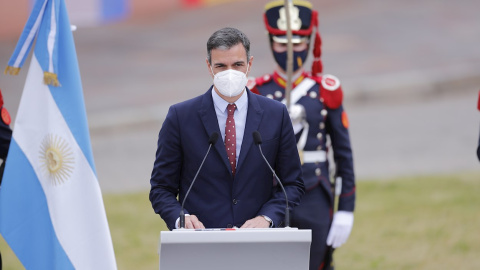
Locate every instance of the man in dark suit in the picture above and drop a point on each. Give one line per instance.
(235, 187)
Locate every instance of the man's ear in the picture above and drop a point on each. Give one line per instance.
(209, 67)
(250, 61)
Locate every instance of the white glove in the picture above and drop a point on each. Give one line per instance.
(341, 227)
(297, 115)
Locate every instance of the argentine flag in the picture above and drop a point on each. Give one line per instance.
(51, 209)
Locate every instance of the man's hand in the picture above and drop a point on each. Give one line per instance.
(192, 222)
(341, 227)
(256, 222)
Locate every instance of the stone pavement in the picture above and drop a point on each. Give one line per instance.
(410, 71)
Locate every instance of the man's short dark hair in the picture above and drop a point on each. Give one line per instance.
(226, 38)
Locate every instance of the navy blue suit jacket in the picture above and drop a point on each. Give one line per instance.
(217, 198)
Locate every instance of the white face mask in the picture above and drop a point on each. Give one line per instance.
(230, 82)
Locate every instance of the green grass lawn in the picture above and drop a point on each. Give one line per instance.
(409, 223)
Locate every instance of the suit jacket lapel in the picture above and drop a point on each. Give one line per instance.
(254, 117)
(210, 122)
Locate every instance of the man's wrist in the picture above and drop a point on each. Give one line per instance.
(269, 220)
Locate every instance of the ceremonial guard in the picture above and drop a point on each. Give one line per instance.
(5, 134)
(320, 125)
(5, 137)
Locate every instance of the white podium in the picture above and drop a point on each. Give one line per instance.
(235, 249)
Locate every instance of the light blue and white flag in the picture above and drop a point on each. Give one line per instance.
(51, 208)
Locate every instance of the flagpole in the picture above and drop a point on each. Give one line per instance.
(288, 87)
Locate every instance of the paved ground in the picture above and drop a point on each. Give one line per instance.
(410, 71)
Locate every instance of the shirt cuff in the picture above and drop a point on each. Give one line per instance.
(177, 222)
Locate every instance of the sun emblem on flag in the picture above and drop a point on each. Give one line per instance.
(57, 159)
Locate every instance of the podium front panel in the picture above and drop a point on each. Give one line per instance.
(238, 249)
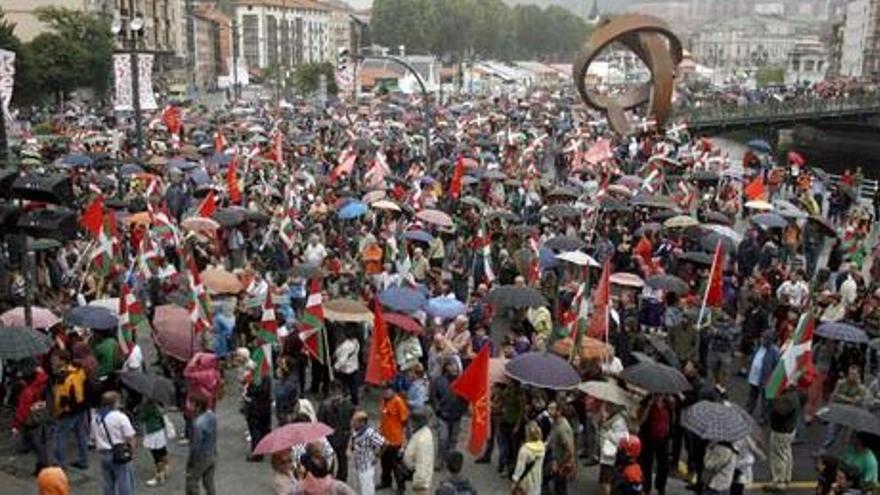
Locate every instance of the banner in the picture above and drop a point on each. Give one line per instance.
(122, 78)
(7, 78)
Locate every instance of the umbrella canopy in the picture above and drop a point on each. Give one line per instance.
(405, 323)
(172, 331)
(853, 417)
(219, 281)
(606, 392)
(445, 307)
(625, 279)
(285, 437)
(513, 296)
(842, 331)
(200, 224)
(760, 145)
(544, 370)
(42, 317)
(352, 209)
(22, 342)
(435, 217)
(578, 258)
(716, 421)
(565, 243)
(94, 317)
(347, 310)
(681, 222)
(668, 283)
(656, 378)
(153, 387)
(402, 299)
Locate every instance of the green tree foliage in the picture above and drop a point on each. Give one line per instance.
(463, 29)
(306, 78)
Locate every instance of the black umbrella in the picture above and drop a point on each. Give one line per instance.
(853, 417)
(153, 387)
(561, 211)
(656, 378)
(564, 243)
(668, 283)
(512, 296)
(22, 342)
(229, 217)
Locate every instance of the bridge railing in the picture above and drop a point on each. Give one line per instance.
(776, 110)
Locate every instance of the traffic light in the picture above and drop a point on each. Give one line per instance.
(342, 57)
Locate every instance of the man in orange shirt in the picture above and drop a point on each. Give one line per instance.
(392, 424)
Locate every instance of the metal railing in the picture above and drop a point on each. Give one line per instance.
(722, 116)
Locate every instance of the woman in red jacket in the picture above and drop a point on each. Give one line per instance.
(32, 416)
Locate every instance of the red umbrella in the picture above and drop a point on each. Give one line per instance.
(795, 158)
(291, 434)
(404, 322)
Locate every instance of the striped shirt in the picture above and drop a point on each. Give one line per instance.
(365, 444)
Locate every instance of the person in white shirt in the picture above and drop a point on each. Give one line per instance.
(345, 363)
(110, 427)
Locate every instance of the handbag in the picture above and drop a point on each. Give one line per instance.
(170, 430)
(122, 453)
(517, 488)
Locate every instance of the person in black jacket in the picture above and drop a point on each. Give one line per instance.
(449, 408)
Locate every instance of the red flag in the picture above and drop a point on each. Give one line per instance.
(232, 182)
(455, 183)
(208, 206)
(171, 118)
(473, 386)
(93, 218)
(755, 189)
(715, 289)
(598, 327)
(380, 361)
(219, 142)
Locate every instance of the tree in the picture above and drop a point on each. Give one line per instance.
(307, 78)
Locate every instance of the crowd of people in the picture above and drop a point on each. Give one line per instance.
(648, 305)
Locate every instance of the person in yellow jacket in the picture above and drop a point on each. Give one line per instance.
(70, 410)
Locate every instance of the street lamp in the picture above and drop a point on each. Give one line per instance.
(130, 34)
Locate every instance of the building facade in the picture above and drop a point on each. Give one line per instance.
(283, 33)
(860, 47)
(748, 43)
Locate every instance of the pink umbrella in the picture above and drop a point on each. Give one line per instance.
(291, 434)
(172, 331)
(42, 317)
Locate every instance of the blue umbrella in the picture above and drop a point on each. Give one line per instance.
(130, 169)
(352, 209)
(445, 307)
(94, 317)
(402, 299)
(419, 235)
(77, 160)
(760, 145)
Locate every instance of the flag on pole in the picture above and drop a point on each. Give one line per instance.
(457, 175)
(312, 324)
(232, 182)
(473, 386)
(208, 206)
(380, 359)
(796, 362)
(598, 326)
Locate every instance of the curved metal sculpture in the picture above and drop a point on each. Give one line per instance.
(658, 48)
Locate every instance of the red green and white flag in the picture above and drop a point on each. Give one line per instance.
(131, 318)
(796, 362)
(311, 330)
(199, 305)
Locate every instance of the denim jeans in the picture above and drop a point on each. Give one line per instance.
(118, 478)
(75, 423)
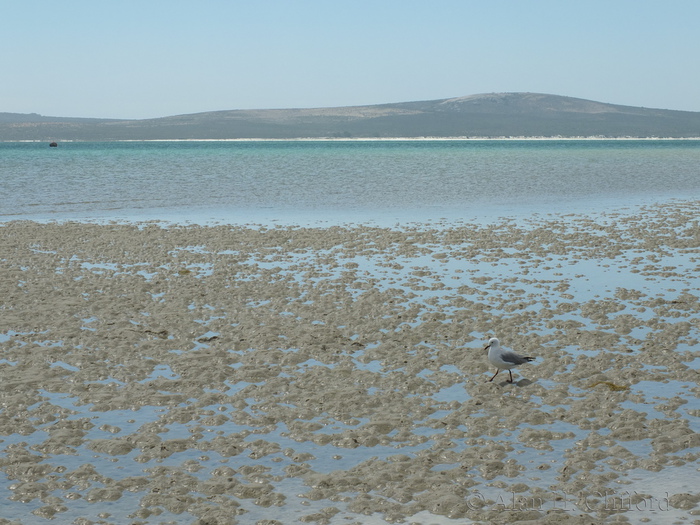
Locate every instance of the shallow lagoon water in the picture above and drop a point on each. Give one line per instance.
(159, 373)
(304, 360)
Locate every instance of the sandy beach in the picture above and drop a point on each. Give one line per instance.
(160, 373)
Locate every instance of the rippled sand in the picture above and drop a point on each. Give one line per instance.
(182, 374)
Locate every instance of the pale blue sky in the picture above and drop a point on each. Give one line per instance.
(151, 58)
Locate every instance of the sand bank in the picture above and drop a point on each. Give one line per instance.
(231, 374)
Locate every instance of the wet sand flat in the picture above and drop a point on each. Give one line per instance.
(158, 373)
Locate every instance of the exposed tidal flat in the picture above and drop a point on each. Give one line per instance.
(165, 373)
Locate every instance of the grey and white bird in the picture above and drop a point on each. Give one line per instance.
(504, 359)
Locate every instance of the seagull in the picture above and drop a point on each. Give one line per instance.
(504, 359)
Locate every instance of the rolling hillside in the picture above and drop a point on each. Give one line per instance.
(486, 115)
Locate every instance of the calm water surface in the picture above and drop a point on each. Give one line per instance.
(341, 179)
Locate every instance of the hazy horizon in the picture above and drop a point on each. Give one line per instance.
(155, 59)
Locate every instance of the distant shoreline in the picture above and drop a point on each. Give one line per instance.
(377, 139)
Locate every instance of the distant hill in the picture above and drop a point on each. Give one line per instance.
(486, 115)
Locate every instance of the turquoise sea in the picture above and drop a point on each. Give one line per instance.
(177, 375)
(253, 181)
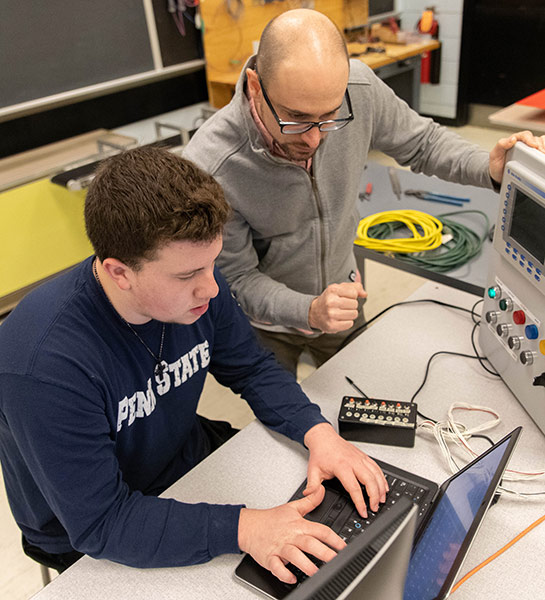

++++++

:: PROBLEM STATEMENT ::
State how many lines in the entries above contain the string "flat". Case counts, and your reply should be the number alone.

:: ANSWER TO THE PROBLEM ::
2